Hay enemigos que se presentan de frente: el jefe, el cliente impaciente, el que viene sin número pero exige ser atendido “rápido porque tiene que irse”. Y después están los traidores internos, los Judas tecnológicos….sin ir muy lejos, la impresora, por ejemplo.
Sí, esa. La que duerme tranquila toda la semana pero despierta con un odio específico justo el día en que la atención al público es ininterrumpida y las fichas que hay que imprimir son tantas como las excusas de los que llegan tarde.
La jornada empieza temprano. Los citados a las 8:00 llegan a las 7:20, con bufandas enrolladas como sogas de horca y una expresión en la cara que grita: “no tomé café y tengo hambre, cuidado conmigo”. El frío los va endureciendo por fuera, pero por dentro ya vienen endurecidos de fábrica.
Y ahí estás vos, como pretoriano romano frente al emperador, de rostro neutral intentando mantener la calma. El escritorio es tu trinchera. Con suerte tenés un mate lavado o un café preparado tan rápido que parece estar sin gusto.
Ingresas a uno de los citados, imprimís todo, sin problemas, y de un momento a otro, porque sí, la impresora deja de responder.
Hace ruidos, sí. Se manifiesta. Te da señales de vida como quien respira hondo antes de tener un ataque. Una hoja entra, otra se tranca, y la terminas sacando como un acordeón. La bandeja se pone en huelga, el tóner manda señales de que le queda poco (pero lo pusiste hace dos días), y la pantalla dice «ERROR» que, según el manual no escrito, significa «problemas con los que están afuera».
Y entonces pasa lo que sabés que va a pasar: el murmullo en el corredor.
Primero, alguien consulta tímidamente: “¿Está demorada la cosa, no?”. Después, otro tira la bomba: “Yo tengo que entrar a trabajar en media hora, ¿esto va a demorar mucho más?”. Y ahí empieza la estampida emocional. No gritan. No. Son mucho peores. Miran, pero no con mirada compasiva y empática, miran fuerte. Con esa mirada de juicio colectivo que solo se ve en reuniones de vecinos y en velorios donde se sospecha herencia mal repartida.

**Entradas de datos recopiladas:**
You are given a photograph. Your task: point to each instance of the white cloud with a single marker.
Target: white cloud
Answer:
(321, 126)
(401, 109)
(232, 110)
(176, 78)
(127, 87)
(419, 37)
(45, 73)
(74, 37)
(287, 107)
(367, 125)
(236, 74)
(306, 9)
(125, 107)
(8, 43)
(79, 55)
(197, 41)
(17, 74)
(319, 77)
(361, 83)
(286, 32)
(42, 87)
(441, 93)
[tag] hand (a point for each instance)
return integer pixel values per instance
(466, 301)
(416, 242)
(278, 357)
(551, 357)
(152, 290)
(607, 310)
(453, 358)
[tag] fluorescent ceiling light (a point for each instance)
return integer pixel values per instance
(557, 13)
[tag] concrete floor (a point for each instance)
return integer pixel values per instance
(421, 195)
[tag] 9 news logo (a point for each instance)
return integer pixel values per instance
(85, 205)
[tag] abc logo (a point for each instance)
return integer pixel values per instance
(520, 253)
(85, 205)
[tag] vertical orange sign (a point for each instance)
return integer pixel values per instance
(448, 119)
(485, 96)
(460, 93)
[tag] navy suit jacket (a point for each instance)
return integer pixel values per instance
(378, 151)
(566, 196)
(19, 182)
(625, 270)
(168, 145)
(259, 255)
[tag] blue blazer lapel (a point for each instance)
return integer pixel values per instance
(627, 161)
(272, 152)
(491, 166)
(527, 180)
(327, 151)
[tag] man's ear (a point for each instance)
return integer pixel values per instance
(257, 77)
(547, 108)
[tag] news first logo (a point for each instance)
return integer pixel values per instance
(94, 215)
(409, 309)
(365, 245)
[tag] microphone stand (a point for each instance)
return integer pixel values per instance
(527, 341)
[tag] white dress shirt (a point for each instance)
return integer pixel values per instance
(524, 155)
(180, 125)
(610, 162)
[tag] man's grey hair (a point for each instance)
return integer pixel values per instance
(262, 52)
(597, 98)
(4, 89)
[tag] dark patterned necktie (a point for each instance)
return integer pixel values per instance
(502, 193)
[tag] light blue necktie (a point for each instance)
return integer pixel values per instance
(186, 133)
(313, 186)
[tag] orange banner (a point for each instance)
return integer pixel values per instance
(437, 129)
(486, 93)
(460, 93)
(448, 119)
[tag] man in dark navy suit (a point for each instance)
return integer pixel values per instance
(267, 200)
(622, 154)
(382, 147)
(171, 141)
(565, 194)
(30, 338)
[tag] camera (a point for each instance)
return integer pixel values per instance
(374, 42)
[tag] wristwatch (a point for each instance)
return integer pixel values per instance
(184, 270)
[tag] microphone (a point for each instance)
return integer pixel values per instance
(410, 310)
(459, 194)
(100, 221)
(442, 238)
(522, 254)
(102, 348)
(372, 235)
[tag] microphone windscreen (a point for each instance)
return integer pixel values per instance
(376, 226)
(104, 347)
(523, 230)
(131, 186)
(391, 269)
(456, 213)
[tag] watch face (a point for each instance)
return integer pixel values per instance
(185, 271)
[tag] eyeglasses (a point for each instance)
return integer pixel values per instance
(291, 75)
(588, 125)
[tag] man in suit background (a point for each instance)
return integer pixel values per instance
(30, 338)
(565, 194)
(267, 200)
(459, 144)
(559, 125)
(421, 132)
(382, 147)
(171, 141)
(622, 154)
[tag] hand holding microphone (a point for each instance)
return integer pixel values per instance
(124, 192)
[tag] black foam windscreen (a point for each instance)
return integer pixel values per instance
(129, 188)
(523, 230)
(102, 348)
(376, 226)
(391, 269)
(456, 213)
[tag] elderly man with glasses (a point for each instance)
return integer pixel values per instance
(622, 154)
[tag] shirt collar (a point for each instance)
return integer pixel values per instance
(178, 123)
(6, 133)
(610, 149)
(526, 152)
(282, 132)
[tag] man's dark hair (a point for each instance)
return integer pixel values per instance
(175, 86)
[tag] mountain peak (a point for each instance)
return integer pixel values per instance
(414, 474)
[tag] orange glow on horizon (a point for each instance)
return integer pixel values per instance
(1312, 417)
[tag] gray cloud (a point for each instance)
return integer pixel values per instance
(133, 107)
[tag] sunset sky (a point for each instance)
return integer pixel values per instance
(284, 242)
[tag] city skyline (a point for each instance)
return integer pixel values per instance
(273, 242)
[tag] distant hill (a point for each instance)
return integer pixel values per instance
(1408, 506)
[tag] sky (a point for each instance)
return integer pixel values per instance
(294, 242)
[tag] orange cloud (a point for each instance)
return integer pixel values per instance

**LISTA DE TAREAS:**
1) Indique si cada afirmación concuerda con el relato de la impresora y responda sí o no, citando textualmente las palabras del relato que lo deciden: (a) Las personas citadas a las 8:00 llegan a las 7:20. (b) El tóner se había cambiado hacía una semana. (c) La gente que espera en el corredor grita por la demora.
2) Retome el relato de la impresora a partir de su última oración y escriba cómo sigue la escena.
El listado no tiene relación con el relato de la impresora.

**RESPUESTAS DADAS:**
1)
(a) Sí: «Los citados a las 8:00 llegan a las 7:20».
(b) No: «pero lo pusiste hace dos días».
(c) No: «No gritan.»

2)
Vos, con una serenidad artificial, sacás la lapicera menos pinchada que tenés en el lapicero. Porque llegó el momento de decidir: seguir suplicándole al monolito de plástico con hojas, o hacer lo impensable. Volver al lápiz y el papel.
Sí. Ficha por ficha. Letra por letra. Como en la Edad Media, pero con peor iluminación. El primer intento te queda torcido. En el segundo te olvidás el número de cédula. En el tercero, la lapicera se muere con dignidad. Pero ahí seguís, sosteniendo el sistema de forma manual como si fuera una noble forma de castigo moderno.
Y cuando ya escribiste cinco fichas a mano, cuando tu muñeca te pide licencia médica, cuando alguien del público dice “yo en tu lugar ya hubiese tirado la impresora por la ventana”…ahí pasa lo obvio: la impresora revive.
Imprime todo junto, sin aviso, con ruido triunfal. Fichas que no sirven, otras que ya hiciste a mano, y una que dice “PRUEBA DE IMPRESIÓN”, porque sí, porque goza humillándote.
Y vos, ahí, con las hojas en la mano, la lapicera en el bolsillo y la cara de quien acaba de sobrevivir a una guerra no reconocida por la ONU, solo pensás una cosa:
Mañana me levanto más temprano.
Mañana vengo preparado.
Mañana…la impresora va a hacer lo que se le cante.